_Tarefa proposta 1_
Por favor, reescreva os registros da linha com "If it's not too much trouble, please detect the tire" até o fim dos registros, trocando "bounding box" por "bounding rectangle" e deixando todo o resto igual.

Entre quatro paredes?


Como conter os ímpetos da carne? O ser humano tendo que se mascarar. A sexualidade como repressão. Desejos ocultos, emoldurados sob rígidos falsos moralismos. A angústia de ser plenamente infeliz por conta disto. Não é à toa que este trabalho dirigido por John Huston foi provocativo e muito a frente para sua época, tanto que não obteve sucesso e tornou-se cultuado mais de 40 anos após seu lançamento. Talvez hoje a sociedade esteja mais preparada ou mesmo interessada para absorver um filme que dialoga fortemente sobre a hipocrisia presente no âmbito sulista dos EUA da década de 1950. Baseado no livro de Carson McCullers, O Pecado de Todos Nós, é um cinema que instalou novas vertentes narrativas — em termos de proporções insinuativas e maliciosas — dentro de Hollywood. Por isso, pode-se afirmar que é um trabalho bastante provocador e contundente.

A ação ocorre numa base militar onde moram algumas pessoas, logo após a 2ª Guerra Mundial. Neste terreno tão adornado de mentiras, observamos a trajetória do Major Weldon Penderton (Marlon Brando) que vive um casamento já em frangalhos e tedioso com sua esposa fogosa Leonora (Elizabeth Taylor) — logo de início, John Huston escancara o mórbido e o perigoso local onde as aparências apenas se acentuam. Com uma relação tão formal, fecundam-se segredos entre si. Leonora, sexualmente liberalista, transa com seu vizinho Morris (Brian Keith) em canteiros de amoras; este, por sua vez, negligencia sua esposa Alison (Julie Harris) relegando-a a depressão e sendo vista como uma mulher "perturbada" por todos. Já Weldon, por trás da frieza, austeridade e conservadorismo com que lida com a personalidade altiva e sensual da mulher, é um homossexual enrustido.

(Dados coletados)
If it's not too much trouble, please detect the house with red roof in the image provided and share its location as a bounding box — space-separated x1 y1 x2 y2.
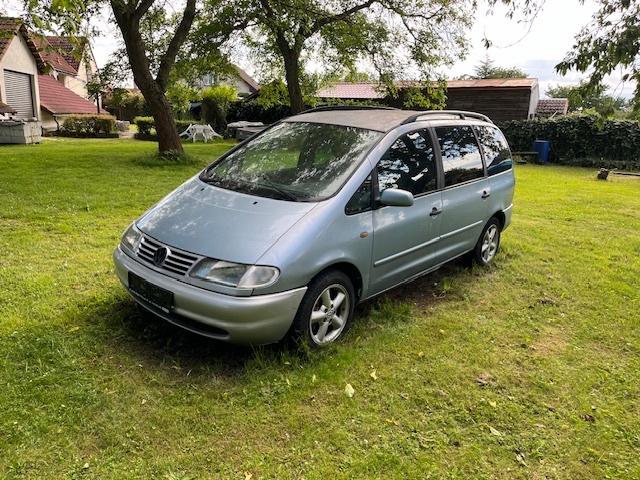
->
0 17 106 129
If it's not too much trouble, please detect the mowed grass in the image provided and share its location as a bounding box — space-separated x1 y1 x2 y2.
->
0 139 640 480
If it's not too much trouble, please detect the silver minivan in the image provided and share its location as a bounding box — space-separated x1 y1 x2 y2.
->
114 107 515 346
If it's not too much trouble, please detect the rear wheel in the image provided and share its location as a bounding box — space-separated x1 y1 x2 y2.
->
473 217 501 266
293 270 355 347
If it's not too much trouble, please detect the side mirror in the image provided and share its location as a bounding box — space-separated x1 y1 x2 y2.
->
380 188 413 207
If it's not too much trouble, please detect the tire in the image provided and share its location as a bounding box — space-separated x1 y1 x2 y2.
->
292 270 355 348
473 217 501 267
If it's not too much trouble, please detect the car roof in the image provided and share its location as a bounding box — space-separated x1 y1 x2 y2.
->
284 106 493 132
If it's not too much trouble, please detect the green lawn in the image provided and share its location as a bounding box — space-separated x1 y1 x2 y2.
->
0 139 640 480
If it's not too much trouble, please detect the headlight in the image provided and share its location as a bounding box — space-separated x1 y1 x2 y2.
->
120 223 142 252
189 258 280 289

_Tarefa proposta 2_
Na crítica de cinema, por que se pode afirmar que o filme é bastante provocador e contundente?

_Resolução comentada 1_
If it's not too much trouble, please detect the tire in the image provided and share its location as a bounding rectangle — space-separated x1 y1 x2 y2.
->
292 270 355 348
473 217 501 267
If it's not too much trouble, please detect the car roof in the image provided and share its location as a bounding rectangle — space-separated x1 y1 x2 y2.
->
284 106 493 132
If it's not too much trouble, please detect the green lawn in the image provided and share its location as a bounding rectangle — space-separated x1 y1 x2 y2.
->
0 139 640 480
If it's not too much trouble, please detect the headlight in the image provided and share its location as a bounding rectangle — space-separated x1 y1 x2 y2.
->
120 223 142 252
189 258 280 289

_Resolução comentada 2_
O filme, baseado no livro de Carson McCullers, instalou em Hollywood novas vertentes narrativas em termos de proporções insinuativas e maliciosas.